Collect each line of the listing below that contains the string "blue", with case counting.

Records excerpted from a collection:
● ● ●
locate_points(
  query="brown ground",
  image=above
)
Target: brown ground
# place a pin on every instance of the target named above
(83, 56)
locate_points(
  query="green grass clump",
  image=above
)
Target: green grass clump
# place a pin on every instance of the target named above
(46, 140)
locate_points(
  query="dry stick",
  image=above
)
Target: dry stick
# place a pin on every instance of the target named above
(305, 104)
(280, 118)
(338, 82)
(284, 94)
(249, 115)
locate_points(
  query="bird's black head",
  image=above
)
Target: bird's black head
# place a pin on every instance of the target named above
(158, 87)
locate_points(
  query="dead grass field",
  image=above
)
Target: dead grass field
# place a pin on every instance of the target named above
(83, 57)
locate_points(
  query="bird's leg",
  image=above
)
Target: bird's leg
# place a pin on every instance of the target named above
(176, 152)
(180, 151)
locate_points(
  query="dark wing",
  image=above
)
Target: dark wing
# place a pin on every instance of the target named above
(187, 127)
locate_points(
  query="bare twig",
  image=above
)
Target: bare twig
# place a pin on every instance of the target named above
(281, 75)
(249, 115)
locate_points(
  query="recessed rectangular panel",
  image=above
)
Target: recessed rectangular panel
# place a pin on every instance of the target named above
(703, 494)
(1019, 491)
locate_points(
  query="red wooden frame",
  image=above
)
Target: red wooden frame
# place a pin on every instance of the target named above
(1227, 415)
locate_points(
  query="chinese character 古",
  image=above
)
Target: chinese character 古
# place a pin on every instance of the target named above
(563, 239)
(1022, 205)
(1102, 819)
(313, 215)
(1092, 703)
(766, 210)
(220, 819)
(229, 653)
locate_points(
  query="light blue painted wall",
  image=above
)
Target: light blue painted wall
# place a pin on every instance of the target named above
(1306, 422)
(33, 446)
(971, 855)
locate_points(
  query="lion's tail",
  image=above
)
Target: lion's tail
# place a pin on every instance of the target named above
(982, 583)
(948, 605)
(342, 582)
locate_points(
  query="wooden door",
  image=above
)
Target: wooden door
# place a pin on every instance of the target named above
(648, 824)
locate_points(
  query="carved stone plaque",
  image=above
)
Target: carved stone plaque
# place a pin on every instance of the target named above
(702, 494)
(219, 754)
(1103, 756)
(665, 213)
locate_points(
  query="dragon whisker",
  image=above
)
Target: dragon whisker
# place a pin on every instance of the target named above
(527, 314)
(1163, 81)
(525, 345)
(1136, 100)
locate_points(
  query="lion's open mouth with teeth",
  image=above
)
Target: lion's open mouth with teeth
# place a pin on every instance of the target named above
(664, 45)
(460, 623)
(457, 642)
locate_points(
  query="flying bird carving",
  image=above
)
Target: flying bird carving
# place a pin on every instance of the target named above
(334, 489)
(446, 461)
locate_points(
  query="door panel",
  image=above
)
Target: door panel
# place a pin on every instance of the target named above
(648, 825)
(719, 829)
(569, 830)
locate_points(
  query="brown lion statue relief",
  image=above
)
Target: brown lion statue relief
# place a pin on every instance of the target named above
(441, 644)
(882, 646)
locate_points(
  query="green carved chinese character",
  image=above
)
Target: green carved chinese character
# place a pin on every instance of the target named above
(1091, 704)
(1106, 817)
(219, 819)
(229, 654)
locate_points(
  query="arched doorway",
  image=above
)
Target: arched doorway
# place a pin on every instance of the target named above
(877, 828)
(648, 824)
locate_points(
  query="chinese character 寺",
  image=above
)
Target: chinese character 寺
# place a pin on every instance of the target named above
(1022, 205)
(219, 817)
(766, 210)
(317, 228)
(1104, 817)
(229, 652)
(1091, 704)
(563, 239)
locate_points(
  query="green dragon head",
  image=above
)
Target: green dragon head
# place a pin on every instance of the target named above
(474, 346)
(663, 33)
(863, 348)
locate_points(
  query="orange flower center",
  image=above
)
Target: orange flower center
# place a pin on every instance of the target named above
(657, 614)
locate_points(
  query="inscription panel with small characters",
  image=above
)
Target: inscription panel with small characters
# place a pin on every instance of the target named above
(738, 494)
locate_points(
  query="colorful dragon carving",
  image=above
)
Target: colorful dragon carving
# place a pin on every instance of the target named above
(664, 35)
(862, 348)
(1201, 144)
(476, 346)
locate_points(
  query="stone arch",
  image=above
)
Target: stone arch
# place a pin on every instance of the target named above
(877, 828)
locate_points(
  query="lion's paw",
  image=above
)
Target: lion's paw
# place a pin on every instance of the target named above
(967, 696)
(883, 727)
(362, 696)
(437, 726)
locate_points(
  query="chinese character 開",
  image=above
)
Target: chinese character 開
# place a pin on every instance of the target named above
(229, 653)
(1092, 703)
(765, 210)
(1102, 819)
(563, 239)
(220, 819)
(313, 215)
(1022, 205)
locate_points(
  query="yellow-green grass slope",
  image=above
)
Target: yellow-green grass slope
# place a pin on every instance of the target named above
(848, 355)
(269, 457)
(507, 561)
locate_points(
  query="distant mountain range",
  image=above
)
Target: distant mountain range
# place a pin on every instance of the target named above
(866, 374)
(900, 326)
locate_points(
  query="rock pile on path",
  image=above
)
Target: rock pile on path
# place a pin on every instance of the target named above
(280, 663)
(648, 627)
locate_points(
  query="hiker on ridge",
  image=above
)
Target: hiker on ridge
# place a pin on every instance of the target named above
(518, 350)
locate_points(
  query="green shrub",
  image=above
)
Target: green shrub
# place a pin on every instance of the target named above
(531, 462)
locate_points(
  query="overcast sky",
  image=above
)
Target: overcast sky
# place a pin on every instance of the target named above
● ● ●
> _ANSWER TO THIS EXERCISE_:
  query="light blue painted wall",
Target: light blue painted wall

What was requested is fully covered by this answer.